◆ GIVEN RECORDS ◆

BEGIN

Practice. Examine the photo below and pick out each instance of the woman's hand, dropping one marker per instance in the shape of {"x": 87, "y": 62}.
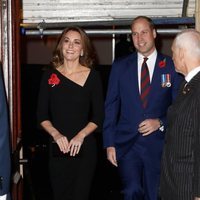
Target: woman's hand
{"x": 75, "y": 144}
{"x": 62, "y": 142}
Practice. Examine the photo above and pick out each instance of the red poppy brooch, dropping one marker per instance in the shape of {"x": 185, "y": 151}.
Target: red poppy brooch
{"x": 53, "y": 80}
{"x": 162, "y": 63}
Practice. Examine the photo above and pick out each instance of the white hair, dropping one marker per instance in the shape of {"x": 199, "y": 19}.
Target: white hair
{"x": 189, "y": 40}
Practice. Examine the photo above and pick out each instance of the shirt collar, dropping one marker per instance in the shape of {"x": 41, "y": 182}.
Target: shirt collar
{"x": 154, "y": 54}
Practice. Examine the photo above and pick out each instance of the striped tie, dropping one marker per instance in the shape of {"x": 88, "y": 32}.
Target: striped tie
{"x": 145, "y": 82}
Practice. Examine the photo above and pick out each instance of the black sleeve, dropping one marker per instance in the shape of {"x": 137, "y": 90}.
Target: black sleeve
{"x": 97, "y": 101}
{"x": 43, "y": 99}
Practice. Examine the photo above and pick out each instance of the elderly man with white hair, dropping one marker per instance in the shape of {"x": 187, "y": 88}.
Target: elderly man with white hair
{"x": 180, "y": 171}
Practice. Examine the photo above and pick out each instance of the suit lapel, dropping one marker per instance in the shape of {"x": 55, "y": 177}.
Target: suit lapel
{"x": 133, "y": 79}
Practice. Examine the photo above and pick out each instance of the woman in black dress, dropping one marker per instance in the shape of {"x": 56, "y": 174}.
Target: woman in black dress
{"x": 70, "y": 109}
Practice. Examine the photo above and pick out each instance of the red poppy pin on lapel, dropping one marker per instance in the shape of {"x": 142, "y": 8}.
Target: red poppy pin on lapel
{"x": 162, "y": 63}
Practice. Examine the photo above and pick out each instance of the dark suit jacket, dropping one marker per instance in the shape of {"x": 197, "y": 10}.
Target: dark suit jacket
{"x": 123, "y": 106}
{"x": 180, "y": 174}
{"x": 4, "y": 142}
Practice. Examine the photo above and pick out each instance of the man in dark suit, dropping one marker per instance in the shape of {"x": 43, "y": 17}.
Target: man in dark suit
{"x": 4, "y": 144}
{"x": 134, "y": 124}
{"x": 180, "y": 169}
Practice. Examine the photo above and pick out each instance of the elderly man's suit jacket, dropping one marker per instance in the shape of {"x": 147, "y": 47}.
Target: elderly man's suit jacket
{"x": 180, "y": 174}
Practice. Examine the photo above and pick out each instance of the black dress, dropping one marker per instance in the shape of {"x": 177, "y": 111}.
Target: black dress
{"x": 70, "y": 107}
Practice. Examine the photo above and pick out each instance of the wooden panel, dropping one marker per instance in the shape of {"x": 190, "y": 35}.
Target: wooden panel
{"x": 35, "y": 11}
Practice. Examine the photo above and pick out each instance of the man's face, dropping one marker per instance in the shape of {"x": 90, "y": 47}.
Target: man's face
{"x": 143, "y": 37}
{"x": 176, "y": 57}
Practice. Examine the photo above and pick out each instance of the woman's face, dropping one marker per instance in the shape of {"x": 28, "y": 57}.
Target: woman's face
{"x": 72, "y": 46}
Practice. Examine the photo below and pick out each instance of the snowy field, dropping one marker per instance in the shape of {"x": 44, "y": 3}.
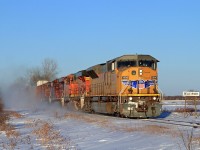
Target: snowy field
{"x": 44, "y": 126}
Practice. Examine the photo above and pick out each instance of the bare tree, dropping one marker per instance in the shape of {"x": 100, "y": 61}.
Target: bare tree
{"x": 47, "y": 71}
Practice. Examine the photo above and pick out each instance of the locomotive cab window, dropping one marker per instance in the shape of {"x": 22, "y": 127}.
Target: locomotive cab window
{"x": 127, "y": 63}
{"x": 147, "y": 63}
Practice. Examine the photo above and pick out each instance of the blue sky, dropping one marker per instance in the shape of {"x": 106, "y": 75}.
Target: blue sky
{"x": 81, "y": 33}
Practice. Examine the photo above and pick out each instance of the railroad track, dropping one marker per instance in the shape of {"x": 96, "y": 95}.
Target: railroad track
{"x": 175, "y": 122}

END

◆ WORK INSTRUCTION ◆
Please make an exact copy of the records, leaving out any picture.

◆ ANSWER TO THIS TASK ◆
Practice. Examine the photo below and pick out each instance of the woman's hand, dropping one marker per instance in the shape of {"x": 87, "y": 62}.
Target: woman's hand
{"x": 75, "y": 144}
{"x": 62, "y": 142}
Practice. Examine the photo above and pick out each instance of the red poppy brooch, dropping one marker per instance in the shape of {"x": 185, "y": 151}.
Target: red poppy brooch
{"x": 53, "y": 80}
{"x": 162, "y": 63}
Practice. Examine the photo above and pick out each instance of the white hair, dropping one marker per instance in the shape of {"x": 199, "y": 19}.
Target: white hair
{"x": 189, "y": 40}
Practice. Examine the photo above and pick out each instance of the shirt collar, dropping one marker per instance in the shape of {"x": 41, "y": 182}.
Target: shirt collar
{"x": 154, "y": 54}
Practice. Examine the photo above and pick out each instance of the striped tie, dropping one marker per instance in the shape of {"x": 88, "y": 32}.
Target: striped tie
{"x": 145, "y": 82}
Practice. Examine the photo above and pick out each instance of the black sleeve, dropping one marker per instance in the shape of {"x": 137, "y": 90}.
Target: black sleeve
{"x": 97, "y": 101}
{"x": 43, "y": 99}
Practice. Examine the photo above and pick out each instance of the elderly man with white hair, dropping one marker per instance in the shape of {"x": 187, "y": 88}.
Target: elderly man with white hair
{"x": 180, "y": 171}
Practice. Examine the photo above and pick out each instance of the suit lapel, dropping one marker per instance in the shape of {"x": 55, "y": 177}.
Target: suit lapel
{"x": 133, "y": 79}
Practice. Examine the photo above and pick out each instance of the woman in black dress, dropping one marker per instance in the shape of {"x": 56, "y": 174}.
Target: woman in black dress
{"x": 70, "y": 109}
Practice. Examine the photo above and pick out each instance of the red poppy pin on lapel, dropping one marker per instance in the shape of {"x": 142, "y": 8}.
Target: red poppy pin on lapel
{"x": 162, "y": 63}
Practice. Examine the photo above and pick out each instance of the dark suit jacket, dropping one marker per instance in the shape of {"x": 197, "y": 10}.
Target: dark suit jacket
{"x": 123, "y": 106}
{"x": 180, "y": 174}
{"x": 4, "y": 142}
Practice. Examine the photo above and pick out each instance of the man in dark suit, dropping one marker per instance in the shape of {"x": 43, "y": 17}.
Target: man in dark suit
{"x": 4, "y": 144}
{"x": 134, "y": 124}
{"x": 180, "y": 169}
Practice. Examine the photo above and pick out each instance of the elderly man's suit jacket, dropping one marker per instance in the shape of {"x": 147, "y": 47}.
Target: elderly man's suit jacket
{"x": 180, "y": 174}
Practice. Examine the photo above and pick out each instance of the black dress, dropping one marker per instance in the shape of {"x": 177, "y": 111}.
Target: black dress
{"x": 70, "y": 107}
Practice. Examine the photo above and pick out each instance of the wooden panel, dropping one marker per instance in the shape of {"x": 190, "y": 35}.
Target: wooden panel
{"x": 35, "y": 11}
Practice. Examine the photo above and pick out each instance of the man's face, dropping one marker per instance in the shape of {"x": 90, "y": 47}.
Target: man's face
{"x": 143, "y": 37}
{"x": 176, "y": 57}
Practice. Examine the photo above and pick out each instance of the woman's face, dropping one marker per instance in the shape of {"x": 28, "y": 57}.
Target: woman's face
{"x": 72, "y": 46}
Practice. Examine the photo below and pick out each instance of the snowy field, dropping one marker per instance in the shape of {"x": 44, "y": 3}.
Target: snowy field
{"x": 44, "y": 126}
Practice. Examine the photo above and pick out each instance of the bare tree, dropping one marker per instance in the shape of {"x": 100, "y": 61}.
Target: bare tree
{"x": 47, "y": 71}
Practice. Examine the photo above and pick out each instance of the locomotive cab window, dropping one marker per instance in the shape of {"x": 22, "y": 127}.
Target: locomotive cab window
{"x": 127, "y": 63}
{"x": 147, "y": 63}
Practice. Examine the photo above and pick out each instance of the blue sky, dropping one marker per instance in the shape of {"x": 106, "y": 75}.
Target: blue sky
{"x": 81, "y": 33}
Practice. Examine the photo above and pick out each instance of the railroad track, dropping one marker per instance in the shape of {"x": 96, "y": 95}.
Target: railroad track
{"x": 175, "y": 122}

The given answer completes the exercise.